## start Material provided
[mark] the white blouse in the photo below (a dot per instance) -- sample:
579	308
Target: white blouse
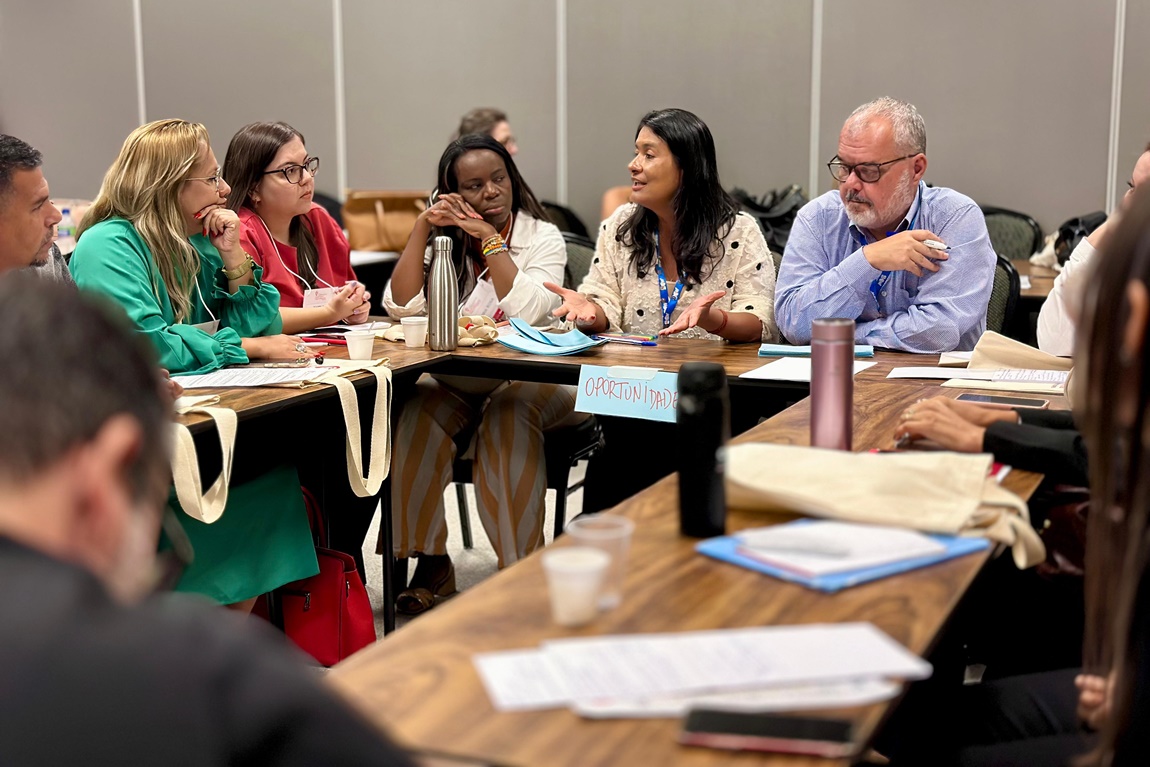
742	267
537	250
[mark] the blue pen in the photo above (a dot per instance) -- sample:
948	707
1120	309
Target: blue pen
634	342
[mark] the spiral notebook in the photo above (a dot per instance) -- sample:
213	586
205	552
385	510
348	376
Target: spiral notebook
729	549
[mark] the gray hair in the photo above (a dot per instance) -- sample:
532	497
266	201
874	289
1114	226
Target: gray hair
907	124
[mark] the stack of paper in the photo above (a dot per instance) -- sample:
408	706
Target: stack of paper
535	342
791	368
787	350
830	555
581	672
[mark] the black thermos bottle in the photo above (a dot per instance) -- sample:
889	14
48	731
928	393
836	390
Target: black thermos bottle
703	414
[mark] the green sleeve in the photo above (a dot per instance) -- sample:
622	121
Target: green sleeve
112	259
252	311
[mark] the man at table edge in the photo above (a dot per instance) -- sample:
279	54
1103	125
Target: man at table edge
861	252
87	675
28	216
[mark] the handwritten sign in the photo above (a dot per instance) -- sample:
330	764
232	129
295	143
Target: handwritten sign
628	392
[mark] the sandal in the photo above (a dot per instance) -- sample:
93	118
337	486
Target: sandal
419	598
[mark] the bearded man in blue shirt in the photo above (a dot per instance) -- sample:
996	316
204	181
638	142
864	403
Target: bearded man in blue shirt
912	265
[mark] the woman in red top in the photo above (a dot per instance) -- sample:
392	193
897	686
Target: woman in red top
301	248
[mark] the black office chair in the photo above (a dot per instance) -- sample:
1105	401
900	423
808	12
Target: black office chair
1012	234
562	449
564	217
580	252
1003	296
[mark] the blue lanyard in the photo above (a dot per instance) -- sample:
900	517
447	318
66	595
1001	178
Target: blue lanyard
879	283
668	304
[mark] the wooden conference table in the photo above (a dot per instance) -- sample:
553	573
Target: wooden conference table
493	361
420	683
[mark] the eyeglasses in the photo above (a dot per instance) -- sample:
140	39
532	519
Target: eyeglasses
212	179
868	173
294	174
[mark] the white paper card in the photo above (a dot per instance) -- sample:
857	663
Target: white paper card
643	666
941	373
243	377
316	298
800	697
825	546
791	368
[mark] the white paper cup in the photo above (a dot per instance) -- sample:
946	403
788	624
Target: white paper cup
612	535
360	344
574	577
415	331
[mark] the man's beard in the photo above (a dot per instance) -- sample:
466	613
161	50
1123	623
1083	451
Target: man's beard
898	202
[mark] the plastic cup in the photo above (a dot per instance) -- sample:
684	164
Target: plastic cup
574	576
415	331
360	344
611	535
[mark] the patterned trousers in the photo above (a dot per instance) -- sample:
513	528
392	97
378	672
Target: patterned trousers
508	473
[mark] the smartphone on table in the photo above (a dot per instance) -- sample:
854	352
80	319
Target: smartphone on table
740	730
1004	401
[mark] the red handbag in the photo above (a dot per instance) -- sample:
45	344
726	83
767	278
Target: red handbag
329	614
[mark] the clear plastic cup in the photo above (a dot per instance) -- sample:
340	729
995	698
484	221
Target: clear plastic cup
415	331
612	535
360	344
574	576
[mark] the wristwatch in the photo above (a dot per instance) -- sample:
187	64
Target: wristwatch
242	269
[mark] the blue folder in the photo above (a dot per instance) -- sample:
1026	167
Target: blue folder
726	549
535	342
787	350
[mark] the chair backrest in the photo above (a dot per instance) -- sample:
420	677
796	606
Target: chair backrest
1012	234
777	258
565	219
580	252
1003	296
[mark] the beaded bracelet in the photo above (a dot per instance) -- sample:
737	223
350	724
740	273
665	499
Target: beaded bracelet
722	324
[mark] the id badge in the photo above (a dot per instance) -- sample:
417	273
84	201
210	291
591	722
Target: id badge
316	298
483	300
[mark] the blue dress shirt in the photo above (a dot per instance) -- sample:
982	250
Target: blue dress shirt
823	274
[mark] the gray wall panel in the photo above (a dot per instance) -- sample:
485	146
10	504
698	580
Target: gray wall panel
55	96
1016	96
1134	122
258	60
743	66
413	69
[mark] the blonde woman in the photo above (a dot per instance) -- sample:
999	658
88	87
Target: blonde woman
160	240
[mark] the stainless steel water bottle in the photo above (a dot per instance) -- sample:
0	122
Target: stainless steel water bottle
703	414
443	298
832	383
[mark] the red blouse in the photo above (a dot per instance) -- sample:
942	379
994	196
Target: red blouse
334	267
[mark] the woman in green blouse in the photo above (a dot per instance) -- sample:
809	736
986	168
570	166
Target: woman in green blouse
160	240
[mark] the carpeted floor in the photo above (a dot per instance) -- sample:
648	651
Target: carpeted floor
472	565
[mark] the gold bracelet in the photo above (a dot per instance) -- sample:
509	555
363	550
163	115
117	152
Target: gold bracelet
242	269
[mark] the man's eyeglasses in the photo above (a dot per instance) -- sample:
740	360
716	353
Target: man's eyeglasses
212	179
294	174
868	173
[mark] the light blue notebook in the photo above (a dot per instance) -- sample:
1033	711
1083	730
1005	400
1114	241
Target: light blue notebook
## end Material provided
• **Instructions to follow**:
Without including any pictures, please restate all the records exactly.

• **Task response**:
[mark] the white blouse in the photo below (a dot per instance) -- sample:
579	308
Target: white blouse
742	267
537	250
[mark] the blue pen in the photo above (a dot per instance) -- sample:
948	707
1120	309
Target: blue pen
634	342
[mark] the spiral notebook in the photo above (a dot per instance) -- sample:
213	586
205	552
385	510
348	376
Target: spiral notebook
729	549
[mark] the gray hair in the photo above (a dot per instance) -- sample:
532	497
266	201
874	289
1114	226
Target: gray hair
907	124
[mark] the stack of paper in the photo above (a dot per instance) -- sample:
408	706
Target: stack of paper
535	342
791	368
787	350
830	555
581	672
[mark] the black thermos bottle in the photo above (a dot per instance) -- sample:
889	14
48	731
928	393
836	390
Target: black thermos bottle
703	414
[mark] the green sleeve in the photo above (a dot per instance) -- sample:
622	121
Target: green sleeve
112	259
252	311
[mark] the man at table edge in the photo above (a dot per instance) -- sample:
279	54
1103	125
Target: man at table edge
861	252
87	675
28	216
[mark] the handwritten sign in the photo above (a dot per instance) -- sample:
330	764
232	129
295	143
Target: handwritten sign
628	392
[mark] the sandal in the photo above (a dot per instance) -- sample:
93	118
337	486
Target: sandal
419	598
[mark] the bearded man in blue shirt in the photo above (a dot per instance) -- sample:
996	316
204	181
638	142
864	403
Target: bearded man in blue shirt
912	265
[mark] the woman in red top in the photo above (a dot per instance) -- sample:
392	193
897	686
Target: woman in red top
301	248
[mark] the black office chair in the photo above (a dot per instance) -- sample:
1105	401
900	423
808	12
Target: black office chair
1012	234
562	449
564	217
580	252
1003	296
[mark] the blue lanyard in the photo above (a dot per instance) -- sample:
900	517
447	318
66	595
1001	178
Target: blue lanyard
879	283
668	304
[mark] the wooden conference table in the photo above (a dot per instance) -- sample:
553	573
Target: wooden conference table
493	361
420	683
[mark] the eyeglasses in the photo above (a dot per instance) -- sample:
140	39
532	519
Target: eyeglasses
212	179
868	173
294	174
[mark] the white paper card in the photo above (a dot per instance) -- sample:
857	663
Target: white paper card
643	666
941	373
243	377
316	298
800	697
825	546
791	368
[mark] the white paper cup in the photo above (a dot per instance) -- sample:
946	403
788	624
Target: white paper cup
612	535
360	344
574	577
415	331
[mark] the man's beard in the photo above (a dot per instance) -- sample:
466	613
161	50
1123	623
1083	451
Target: man's beard
898	202
[mark] the plastic cup in the photo above (a dot per instance) -- sample:
684	164
Target: plastic cup
574	576
415	331
360	344
611	535
[mark] the patterned trousers in the photo above (a dot per instance) -- sample:
513	528
392	97
378	672
Target: patterned trousers
508	473
[mark] the smartphone on table in the photo above (a dot per instance) -- sample:
854	352
80	319
Target: smartphone on table
740	730
1004	401
[mark] the red handbag in the photo above (a dot per instance) -- sample:
45	344
726	83
767	278
Target: red handbag
329	614
[mark] the clear plastic cup in the photo above (a dot per instance) -- sample:
340	729
995	698
484	221
Target: clear plastic cup
415	331
612	535
360	344
574	576
[mark] the wristwatch in the photo above (a dot per instance) -- sample:
187	64
Target: wristwatch
242	269
[mark] the blue folder in the photo above (a dot per instance) -- sample:
1026	167
Target: blue folder
726	549
535	342
787	350
[mark] the chair backrest in the photo above (a dot per instance) -- sample:
420	677
796	606
Target: chair backrest
1012	234
777	258
565	219
580	252
1003	296
[mark] the beaded bracelet in the photo above (a dot per instance) -- sample:
737	223
350	724
740	273
665	499
Target: beaded bracelet
722	324
[mark] the id badge in the photo above (a dot per instance) -- sample:
417	273
84	201
210	291
591	722
Target: id badge
316	298
483	300
[mark] the blue dress shirt in the photo above (a dot per instance) -- sample:
982	250
Target: blue dress shirt
823	274
[mark] the gray wall panel in the photo above (a dot per instance) -- sample:
485	146
10	504
698	580
Target: gray wall panel
55	96
1016	96
1134	122
258	60
743	66
413	69
[mark] the blonde woman in the photo above (a dot per instance) -- sample:
999	658
88	87
Target: blonde woman
160	240
[mark] the stainless steel water bottle in the photo above (a dot per instance) -- sample:
0	122
Target: stainless steel water bottle
703	414
443	298
832	383
[mark] the red blouse in the photo above (a dot per instance) -- sample:
942	379
994	196
Target: red blouse
334	267
[mark] the woman in green blouse in the photo above (a dot per instance) -- sample:
809	736
986	168
570	166
Target: woman in green blouse
160	240
[mark] the carpeted floor in the photo above (a dot per instance) -- sample:
648	651
Target: carpeted floor
472	565
[mark] the gold bracelet in the photo above (a dot per instance) -- sample:
509	555
363	550
163	115
117	152
Target: gold bracelet
242	269
[mark] the man's eyeglasses in the photo above (a dot per instance) -- sample:
740	360
716	353
Target: man's eyeglasses
212	179
294	174
868	173
[mark] the light blue notebook in the photo above (a dot per instance) -- sample:
1033	711
1083	730
1005	400
1114	241
Target: light blue notebook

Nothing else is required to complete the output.